SELECTED EXCERPT:
-- START --

Merchant of Venice, Act 3, Scene 2

about 1804
From Boydell's Graphic Illustrations of the Dramatic Works of Shakespeare

Object Type: Print
10 13/16 x 6 5/8 in. (27 x 17 cm)
Medium and Support: Engraving on paper
Accession Number: 2016.0008.0005

Credit Line: Gift of Francis Drexel Smith, by exchange

In 1786, a successful London publisher, alderman John Boydell, conceived of a gallery of art devoted to scenes from Shakespeare’s plays. Named for its founder, the Boydell Shakespeare Gallery was one of the first large-scale commercial endeavors intended to promote British literature and artists both in Great Britain as well as throughout the European continent. He commissioned over 167 paintings of scenes from Shakespeare’s plays and produced engravings based on these paintings. In creating the engravings, John Boydell partnered with his son, Josiah, whose name appears after his father’s in the list above. The third name is that of the engraver, and the fourth is that of the painter who created the original composition in oils. The role of the engraver was to transfer the painter’s composition onto plates for printing.

-- END --

PROMPT A: Put this sentence from the museum entry into Spanish: "The role of the engraver was to transfer the painter’s composition onto plates for printing."
PROMPT B: Write a few more sentences of the museum entry on the Boydell Shakespeare print, starting after its final sentence.
The items below have no connection to the museum entry.

Dataset rows showing where objects appear:

-- START --

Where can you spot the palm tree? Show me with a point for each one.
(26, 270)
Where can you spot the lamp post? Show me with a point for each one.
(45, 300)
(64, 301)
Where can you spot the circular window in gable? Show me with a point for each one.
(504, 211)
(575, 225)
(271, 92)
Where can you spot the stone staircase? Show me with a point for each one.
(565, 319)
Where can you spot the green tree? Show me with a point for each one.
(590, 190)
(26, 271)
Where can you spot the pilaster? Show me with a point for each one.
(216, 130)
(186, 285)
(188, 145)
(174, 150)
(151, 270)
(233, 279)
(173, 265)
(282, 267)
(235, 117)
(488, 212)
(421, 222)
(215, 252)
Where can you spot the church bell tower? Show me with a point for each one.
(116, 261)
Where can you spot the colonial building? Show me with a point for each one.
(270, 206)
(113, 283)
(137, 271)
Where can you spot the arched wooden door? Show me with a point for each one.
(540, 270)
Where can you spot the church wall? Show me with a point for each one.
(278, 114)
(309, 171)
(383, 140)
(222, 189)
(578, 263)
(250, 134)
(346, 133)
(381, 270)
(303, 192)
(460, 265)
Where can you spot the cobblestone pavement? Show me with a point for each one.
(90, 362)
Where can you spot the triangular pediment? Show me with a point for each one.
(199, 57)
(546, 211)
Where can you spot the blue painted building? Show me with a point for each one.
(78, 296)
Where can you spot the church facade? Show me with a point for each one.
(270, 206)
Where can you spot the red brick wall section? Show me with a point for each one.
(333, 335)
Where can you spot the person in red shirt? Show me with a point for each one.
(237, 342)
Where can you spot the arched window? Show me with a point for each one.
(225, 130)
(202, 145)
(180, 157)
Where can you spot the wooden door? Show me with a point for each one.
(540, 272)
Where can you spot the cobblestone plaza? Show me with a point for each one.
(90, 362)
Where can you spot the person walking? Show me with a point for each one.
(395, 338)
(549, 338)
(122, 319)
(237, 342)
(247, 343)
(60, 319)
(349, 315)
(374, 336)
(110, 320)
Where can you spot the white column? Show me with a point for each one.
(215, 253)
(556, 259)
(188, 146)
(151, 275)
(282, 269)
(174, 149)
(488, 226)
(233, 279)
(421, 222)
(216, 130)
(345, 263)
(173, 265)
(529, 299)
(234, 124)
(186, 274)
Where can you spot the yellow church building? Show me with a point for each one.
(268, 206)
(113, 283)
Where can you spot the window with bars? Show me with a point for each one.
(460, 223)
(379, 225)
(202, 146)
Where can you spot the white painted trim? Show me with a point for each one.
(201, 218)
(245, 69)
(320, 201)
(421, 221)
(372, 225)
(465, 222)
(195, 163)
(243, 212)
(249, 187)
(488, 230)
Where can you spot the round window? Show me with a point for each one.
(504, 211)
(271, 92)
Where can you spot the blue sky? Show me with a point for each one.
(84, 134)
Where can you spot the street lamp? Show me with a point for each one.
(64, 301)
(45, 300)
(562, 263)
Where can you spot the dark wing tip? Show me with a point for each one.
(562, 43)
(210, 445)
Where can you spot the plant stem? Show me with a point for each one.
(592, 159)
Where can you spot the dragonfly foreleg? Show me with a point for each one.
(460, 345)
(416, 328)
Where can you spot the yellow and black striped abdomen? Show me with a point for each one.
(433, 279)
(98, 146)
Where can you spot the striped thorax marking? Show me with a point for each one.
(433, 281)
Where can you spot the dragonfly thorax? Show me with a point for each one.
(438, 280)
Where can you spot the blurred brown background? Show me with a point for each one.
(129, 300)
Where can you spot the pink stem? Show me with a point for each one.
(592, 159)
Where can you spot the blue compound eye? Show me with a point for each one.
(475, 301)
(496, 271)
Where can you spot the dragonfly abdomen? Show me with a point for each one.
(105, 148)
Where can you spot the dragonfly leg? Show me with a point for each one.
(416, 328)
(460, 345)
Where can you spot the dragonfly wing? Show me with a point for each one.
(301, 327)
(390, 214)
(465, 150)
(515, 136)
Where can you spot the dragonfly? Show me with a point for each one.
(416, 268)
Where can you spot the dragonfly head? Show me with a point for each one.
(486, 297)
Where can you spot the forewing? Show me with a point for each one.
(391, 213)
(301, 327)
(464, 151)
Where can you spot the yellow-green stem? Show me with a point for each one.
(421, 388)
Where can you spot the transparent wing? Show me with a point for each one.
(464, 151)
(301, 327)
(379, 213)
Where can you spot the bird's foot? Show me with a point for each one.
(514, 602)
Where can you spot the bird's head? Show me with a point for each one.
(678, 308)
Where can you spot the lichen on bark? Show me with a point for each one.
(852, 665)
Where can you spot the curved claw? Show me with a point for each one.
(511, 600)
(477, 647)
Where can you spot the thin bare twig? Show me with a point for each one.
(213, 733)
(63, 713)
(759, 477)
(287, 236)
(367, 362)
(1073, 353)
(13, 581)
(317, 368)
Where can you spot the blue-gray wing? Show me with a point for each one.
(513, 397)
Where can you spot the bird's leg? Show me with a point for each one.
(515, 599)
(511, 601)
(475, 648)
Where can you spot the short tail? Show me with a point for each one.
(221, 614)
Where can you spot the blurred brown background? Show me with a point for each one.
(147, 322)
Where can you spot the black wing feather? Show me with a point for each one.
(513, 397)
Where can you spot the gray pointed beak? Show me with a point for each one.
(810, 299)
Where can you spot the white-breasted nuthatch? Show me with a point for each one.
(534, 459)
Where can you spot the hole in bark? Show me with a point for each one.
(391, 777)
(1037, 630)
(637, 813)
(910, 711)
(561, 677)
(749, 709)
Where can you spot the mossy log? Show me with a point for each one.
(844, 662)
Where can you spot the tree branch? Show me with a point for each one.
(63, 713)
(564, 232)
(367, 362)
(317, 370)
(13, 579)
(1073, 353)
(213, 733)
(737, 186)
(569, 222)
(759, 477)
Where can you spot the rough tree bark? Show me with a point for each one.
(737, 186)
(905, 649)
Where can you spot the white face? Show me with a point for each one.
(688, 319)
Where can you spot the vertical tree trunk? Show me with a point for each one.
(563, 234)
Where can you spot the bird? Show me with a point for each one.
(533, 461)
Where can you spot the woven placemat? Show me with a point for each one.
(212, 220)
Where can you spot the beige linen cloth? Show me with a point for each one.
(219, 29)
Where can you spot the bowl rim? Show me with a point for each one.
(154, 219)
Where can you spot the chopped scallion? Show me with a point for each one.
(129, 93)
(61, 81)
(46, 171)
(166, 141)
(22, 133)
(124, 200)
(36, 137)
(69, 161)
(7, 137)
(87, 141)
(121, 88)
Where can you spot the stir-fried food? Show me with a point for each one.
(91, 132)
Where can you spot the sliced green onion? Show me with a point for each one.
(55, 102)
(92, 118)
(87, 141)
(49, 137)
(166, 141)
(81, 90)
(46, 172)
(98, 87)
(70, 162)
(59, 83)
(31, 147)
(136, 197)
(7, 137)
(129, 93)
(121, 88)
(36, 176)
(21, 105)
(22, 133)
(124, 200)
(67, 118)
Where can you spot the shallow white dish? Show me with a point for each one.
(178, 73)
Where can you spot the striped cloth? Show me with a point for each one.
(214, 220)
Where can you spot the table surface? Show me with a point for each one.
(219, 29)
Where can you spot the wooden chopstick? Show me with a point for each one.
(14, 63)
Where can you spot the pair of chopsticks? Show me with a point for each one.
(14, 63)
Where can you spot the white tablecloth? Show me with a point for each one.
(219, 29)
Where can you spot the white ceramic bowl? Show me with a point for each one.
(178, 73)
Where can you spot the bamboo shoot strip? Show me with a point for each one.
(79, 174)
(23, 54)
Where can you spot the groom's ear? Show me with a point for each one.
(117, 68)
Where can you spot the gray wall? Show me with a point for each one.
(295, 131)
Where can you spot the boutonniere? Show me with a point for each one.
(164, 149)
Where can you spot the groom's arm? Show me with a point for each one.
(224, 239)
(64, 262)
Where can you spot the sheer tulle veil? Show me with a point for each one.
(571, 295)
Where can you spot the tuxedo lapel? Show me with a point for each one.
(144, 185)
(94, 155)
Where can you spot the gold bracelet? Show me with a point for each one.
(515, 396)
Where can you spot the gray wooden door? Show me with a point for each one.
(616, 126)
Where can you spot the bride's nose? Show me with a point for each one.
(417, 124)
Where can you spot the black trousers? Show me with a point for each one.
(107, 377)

-- END --

WRITTEN REPLY A: La función del grabador era trasladar la composición del pintor a planchas para la impresión.

WRITTEN REPLY B:
About this scene:
Influenced by “venturing” in money-centered Venice, Merchant offers another mid-play nuptial leading to separation with a sudden turn from joy to angst that postpones the wedding night.

Bassanio has just solved Portia’s wealthy father’s riddle, choosing the correct box and thereby gaining Portia’s hand, to her delight. Enjoy this peak moment, because the fact that he wooed her on money his best friend Antonio borrowed from his enemy Shylock will now explode into potential tragedy as a letter arrives, revealing Antonio has gone bankrupt and Shylock wants his collateral, a pound of Antonio’s flesh (notice those dark clouds outside). As in Romeo and Juliet, love and bloodthirstiness combine, now driving toward a bitter legal wrangle. Lucky for Bassanio his new wife is smart as well as rich, and perhaps as disguised and untamable as Kate when he gives away her ring, an event that will refine, or re-define, their relationship.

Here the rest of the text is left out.